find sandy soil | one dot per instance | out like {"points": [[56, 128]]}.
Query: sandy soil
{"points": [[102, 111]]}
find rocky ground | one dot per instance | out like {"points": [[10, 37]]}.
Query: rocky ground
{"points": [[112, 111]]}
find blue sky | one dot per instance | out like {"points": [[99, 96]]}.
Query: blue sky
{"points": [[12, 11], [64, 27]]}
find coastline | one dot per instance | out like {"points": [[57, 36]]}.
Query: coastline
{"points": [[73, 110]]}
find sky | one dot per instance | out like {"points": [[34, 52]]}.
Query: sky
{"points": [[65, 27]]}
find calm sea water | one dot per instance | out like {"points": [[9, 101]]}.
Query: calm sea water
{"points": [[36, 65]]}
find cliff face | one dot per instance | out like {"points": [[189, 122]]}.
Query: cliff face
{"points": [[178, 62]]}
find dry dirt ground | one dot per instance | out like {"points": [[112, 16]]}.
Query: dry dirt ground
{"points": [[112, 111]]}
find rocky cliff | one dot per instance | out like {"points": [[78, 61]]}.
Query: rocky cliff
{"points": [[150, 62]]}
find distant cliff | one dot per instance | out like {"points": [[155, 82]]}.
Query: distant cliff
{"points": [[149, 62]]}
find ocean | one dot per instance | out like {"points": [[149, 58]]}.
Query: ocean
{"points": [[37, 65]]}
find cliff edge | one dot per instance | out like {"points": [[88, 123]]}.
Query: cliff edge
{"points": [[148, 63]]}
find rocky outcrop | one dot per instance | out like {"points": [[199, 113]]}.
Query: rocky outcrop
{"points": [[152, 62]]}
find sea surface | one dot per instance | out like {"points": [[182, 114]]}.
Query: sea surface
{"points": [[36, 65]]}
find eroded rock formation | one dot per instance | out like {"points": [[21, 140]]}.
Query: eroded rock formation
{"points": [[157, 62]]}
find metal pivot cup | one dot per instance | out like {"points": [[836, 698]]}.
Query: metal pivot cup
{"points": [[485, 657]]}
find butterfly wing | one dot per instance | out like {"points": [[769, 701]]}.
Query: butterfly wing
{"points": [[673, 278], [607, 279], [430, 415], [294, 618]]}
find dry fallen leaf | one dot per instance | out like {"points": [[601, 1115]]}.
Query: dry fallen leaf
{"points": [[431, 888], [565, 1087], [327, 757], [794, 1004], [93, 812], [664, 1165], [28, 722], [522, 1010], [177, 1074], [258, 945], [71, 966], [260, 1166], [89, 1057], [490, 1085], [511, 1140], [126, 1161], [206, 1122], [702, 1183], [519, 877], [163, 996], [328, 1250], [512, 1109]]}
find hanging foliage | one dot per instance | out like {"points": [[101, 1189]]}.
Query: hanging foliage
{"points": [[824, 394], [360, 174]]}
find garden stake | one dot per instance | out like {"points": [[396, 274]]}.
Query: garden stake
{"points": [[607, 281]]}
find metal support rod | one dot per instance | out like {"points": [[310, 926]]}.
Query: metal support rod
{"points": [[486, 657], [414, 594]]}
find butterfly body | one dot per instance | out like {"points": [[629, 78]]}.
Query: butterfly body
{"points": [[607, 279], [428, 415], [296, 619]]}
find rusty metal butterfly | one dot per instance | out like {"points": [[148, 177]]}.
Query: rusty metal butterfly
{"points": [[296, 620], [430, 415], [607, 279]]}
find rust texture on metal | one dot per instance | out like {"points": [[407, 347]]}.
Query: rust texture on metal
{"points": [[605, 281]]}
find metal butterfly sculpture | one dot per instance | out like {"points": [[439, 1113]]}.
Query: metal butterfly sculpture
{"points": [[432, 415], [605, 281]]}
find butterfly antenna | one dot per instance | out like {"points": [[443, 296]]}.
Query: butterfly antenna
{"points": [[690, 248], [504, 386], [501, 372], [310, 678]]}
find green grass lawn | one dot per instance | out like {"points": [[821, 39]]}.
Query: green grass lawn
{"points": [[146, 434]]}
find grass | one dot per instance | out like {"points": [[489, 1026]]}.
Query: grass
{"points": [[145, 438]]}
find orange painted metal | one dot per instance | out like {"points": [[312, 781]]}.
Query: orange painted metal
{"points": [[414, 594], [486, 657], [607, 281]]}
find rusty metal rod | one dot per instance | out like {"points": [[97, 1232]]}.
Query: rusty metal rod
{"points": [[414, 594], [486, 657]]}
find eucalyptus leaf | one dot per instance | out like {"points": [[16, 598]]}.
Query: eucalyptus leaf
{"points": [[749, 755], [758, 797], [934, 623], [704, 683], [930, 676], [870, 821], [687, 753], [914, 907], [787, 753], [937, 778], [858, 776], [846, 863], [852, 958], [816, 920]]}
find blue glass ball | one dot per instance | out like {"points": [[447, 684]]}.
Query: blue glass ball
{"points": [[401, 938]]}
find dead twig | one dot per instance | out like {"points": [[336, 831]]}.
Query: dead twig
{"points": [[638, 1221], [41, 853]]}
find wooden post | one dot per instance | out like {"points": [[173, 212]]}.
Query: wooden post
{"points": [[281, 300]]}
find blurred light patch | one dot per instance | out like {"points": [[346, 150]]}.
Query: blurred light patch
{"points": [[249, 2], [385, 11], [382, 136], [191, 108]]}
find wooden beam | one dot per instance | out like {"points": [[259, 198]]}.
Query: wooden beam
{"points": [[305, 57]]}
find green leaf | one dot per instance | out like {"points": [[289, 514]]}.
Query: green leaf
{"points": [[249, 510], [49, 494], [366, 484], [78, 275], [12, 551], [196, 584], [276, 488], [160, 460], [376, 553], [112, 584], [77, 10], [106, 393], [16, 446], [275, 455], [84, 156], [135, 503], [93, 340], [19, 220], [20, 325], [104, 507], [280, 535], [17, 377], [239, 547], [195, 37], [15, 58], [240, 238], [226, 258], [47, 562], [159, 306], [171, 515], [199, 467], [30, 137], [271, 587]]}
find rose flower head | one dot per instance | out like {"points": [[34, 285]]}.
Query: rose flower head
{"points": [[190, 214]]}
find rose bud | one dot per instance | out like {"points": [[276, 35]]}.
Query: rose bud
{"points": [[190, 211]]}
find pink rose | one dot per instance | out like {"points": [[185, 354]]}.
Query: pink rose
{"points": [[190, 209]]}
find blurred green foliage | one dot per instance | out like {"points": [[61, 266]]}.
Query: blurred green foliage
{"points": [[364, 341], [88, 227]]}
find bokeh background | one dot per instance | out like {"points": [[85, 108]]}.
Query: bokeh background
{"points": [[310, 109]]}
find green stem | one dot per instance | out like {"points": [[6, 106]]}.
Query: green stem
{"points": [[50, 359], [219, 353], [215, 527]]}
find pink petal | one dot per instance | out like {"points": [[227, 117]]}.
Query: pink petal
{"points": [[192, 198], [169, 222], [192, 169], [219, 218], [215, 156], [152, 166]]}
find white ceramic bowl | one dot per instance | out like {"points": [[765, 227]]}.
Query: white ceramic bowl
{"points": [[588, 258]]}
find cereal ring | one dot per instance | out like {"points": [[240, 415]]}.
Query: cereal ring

■ ■ ■ ■

Reproduce all of the items above, swapping every "one dot per instance" for "one point per instance" and leaving the rest of the text unchanged.

-- THE SOLUTION --
find sandy soil | one point per instance | out like {"points": [[56, 128]]}.
Query: sandy soil
{"points": [[102, 111]]}
find rocky ground | one point per instance | out like {"points": [[10, 37]]}.
Query: rocky ground
{"points": [[112, 111]]}
find blue sky | one point per instance | out like {"points": [[99, 96]]}.
Query: blue sky
{"points": [[12, 11], [64, 27]]}
find coastline | one point per instance | out like {"points": [[57, 36]]}.
Query: coastline
{"points": [[73, 110]]}
find sky | one point per instance | out like {"points": [[34, 52]]}.
Query: sky
{"points": [[65, 27]]}
find calm sea water | one point per instance | out like {"points": [[9, 101]]}.
Query: calm sea water
{"points": [[36, 65]]}
find cliff face | one point per instance | out like {"points": [[189, 122]]}.
Query: cliff face
{"points": [[178, 62]]}
find dry dirt ground | one point per instance | out like {"points": [[112, 16]]}.
Query: dry dirt ground
{"points": [[112, 111]]}
find rocky cliff | one point per instance | out like {"points": [[78, 61]]}.
Query: rocky cliff
{"points": [[150, 62]]}
find distant cliff | one point per instance | out like {"points": [[155, 82]]}.
Query: distant cliff
{"points": [[149, 62]]}
find ocean | one point per instance | out like {"points": [[149, 58]]}.
Query: ocean
{"points": [[37, 65]]}
find cliff edge | one point per instance | out like {"points": [[88, 123]]}.
Query: cliff edge
{"points": [[148, 63]]}
find rocky outcrop | one point per instance | out like {"points": [[199, 113]]}.
Query: rocky outcrop
{"points": [[152, 62]]}
find sea surface | one point per instance | out like {"points": [[182, 114]]}.
Query: sea surface
{"points": [[36, 65]]}
find eroded rock formation | one point per instance | out like {"points": [[21, 140]]}.
Query: eroded rock formation
{"points": [[157, 62]]}
find metal pivot cup | one point per instance | out like {"points": [[836, 698]]}.
Query: metal pivot cup
{"points": [[485, 657]]}
find butterfly wing | one point per instance | out like {"points": [[769, 701]]}.
Query: butterfly wing
{"points": [[673, 278], [607, 279], [430, 415], [294, 618]]}
find dry fallen leaf | one point per instance | out like {"points": [[601, 1115]]}.
Query: dry fallen leaf
{"points": [[431, 888], [565, 1087], [327, 757], [794, 1004], [93, 812], [664, 1165], [28, 722], [522, 1010], [177, 1074], [258, 945], [71, 966], [260, 1166], [89, 1057], [490, 1085], [511, 1140], [126, 1161], [206, 1122], [702, 1183], [519, 877], [163, 996], [328, 1250], [512, 1109]]}
find hanging foliage | one point per instance | out like {"points": [[101, 1189]]}.
Query: hanging foliage
{"points": [[824, 394], [360, 174]]}
find garden stake | one point per instance | out like {"points": [[396, 274]]}.
Query: garden stake
{"points": [[607, 281]]}
find metal support rod | one point per instance | out like {"points": [[310, 926]]}.
Query: metal support rod
{"points": [[486, 657], [414, 594]]}
find butterfly body | one point per instance | out like {"points": [[629, 78]]}.
Query: butterfly body
{"points": [[607, 279], [428, 415], [296, 619]]}
find rusty metal butterfly | one point per instance | out like {"points": [[148, 177]]}.
Query: rusty metal butterfly
{"points": [[296, 620], [430, 415], [607, 279]]}
find rust texture on metal | one point per instance | out like {"points": [[407, 347]]}.
Query: rust texture on metal
{"points": [[605, 281]]}
find metal butterfly sculpture | one point per instance | out like {"points": [[439, 1113]]}.
Query: metal butterfly sculpture
{"points": [[432, 415], [605, 281]]}
find butterfly antenna | one point per instance | out like {"points": [[443, 296]]}.
Query: butterfly antenna
{"points": [[690, 248], [504, 386], [501, 372], [310, 678]]}
find green grass lawn | one point per instance | out like {"points": [[821, 39]]}.
Query: green grass lawn
{"points": [[146, 434]]}
find grass | one point per instance | out like {"points": [[489, 1026]]}.
Query: grass
{"points": [[145, 438]]}
find orange painted metal | one point per instance | out like {"points": [[312, 781]]}.
Query: orange painted metal
{"points": [[414, 594], [486, 657], [607, 281]]}
find rusty metal rod | one point per instance | out like {"points": [[97, 1232]]}.
Query: rusty metal rod
{"points": [[414, 594], [486, 657]]}
find eucalyptus leaf | one point per instance | out like {"points": [[16, 598]]}.
Query: eucalyptus leaf
{"points": [[749, 755], [758, 797], [934, 623], [704, 683], [930, 676], [870, 821], [687, 753], [914, 907], [787, 753], [937, 778], [858, 776], [846, 863], [852, 958], [816, 920]]}
find blue glass ball | one point per instance | out like {"points": [[447, 684]]}.
Query: blue glass ball
{"points": [[401, 938]]}
find dead twig | one point per instance | out like {"points": [[336, 831]]}.
Query: dead twig
{"points": [[638, 1221], [41, 853]]}
find wooden post | one point per instance | out like {"points": [[173, 212]]}.
Query: wooden post
{"points": [[281, 300]]}
find blurred light patch | one point per instance | out like {"points": [[346, 150]]}.
Query: blurred light patch
{"points": [[249, 2], [385, 11], [382, 136], [191, 108]]}
find wooden beam | one point per instance | out like {"points": [[259, 198]]}.
Query: wooden beam
{"points": [[305, 57]]}
find green leaf | one point per instance | out like {"points": [[289, 514]]}.
Query: green leaf
{"points": [[249, 510], [49, 494], [366, 484], [78, 275], [12, 551], [196, 584], [276, 488], [160, 460], [376, 553], [112, 584], [77, 10], [106, 393], [16, 446], [275, 455], [84, 156], [135, 503], [93, 340], [19, 220], [20, 325], [104, 507], [280, 535], [17, 377], [239, 547], [195, 37], [15, 58], [240, 238], [226, 258], [47, 562], [159, 306], [171, 515], [199, 467], [30, 137], [271, 587]]}
find rose flower head | one point per instance | out like {"points": [[34, 285]]}.
Query: rose flower head
{"points": [[190, 214]]}
find rose bud | one point per instance | out like {"points": [[276, 35]]}.
Query: rose bud
{"points": [[190, 211]]}
find pink rose | one point per instance | out like {"points": [[185, 354]]}.
Query: pink rose
{"points": [[190, 209]]}
find blurred green foliage | one point per instance | out like {"points": [[61, 266]]}.
Query: blurred green foliage
{"points": [[364, 341], [88, 227]]}
find bokeh background | one point per instance | out like {"points": [[85, 108]]}.
Query: bokeh background
{"points": [[310, 109]]}
find green stem | one point per instance | out like {"points": [[6, 106]]}.
Query: green stem
{"points": [[50, 359], [219, 353], [215, 527]]}
find pink petal | one point per instance | out like {"points": [[227, 117]]}.
Query: pink petal
{"points": [[192, 198], [169, 222], [192, 169], [219, 218], [215, 156], [152, 166]]}
find white ceramic bowl | one point per instance | out like {"points": [[765, 227]]}.
Query: white ceramic bowl
{"points": [[588, 258]]}
find cereal ring | one point per instance | out like {"points": [[240, 415]]}.
Query: cereal ring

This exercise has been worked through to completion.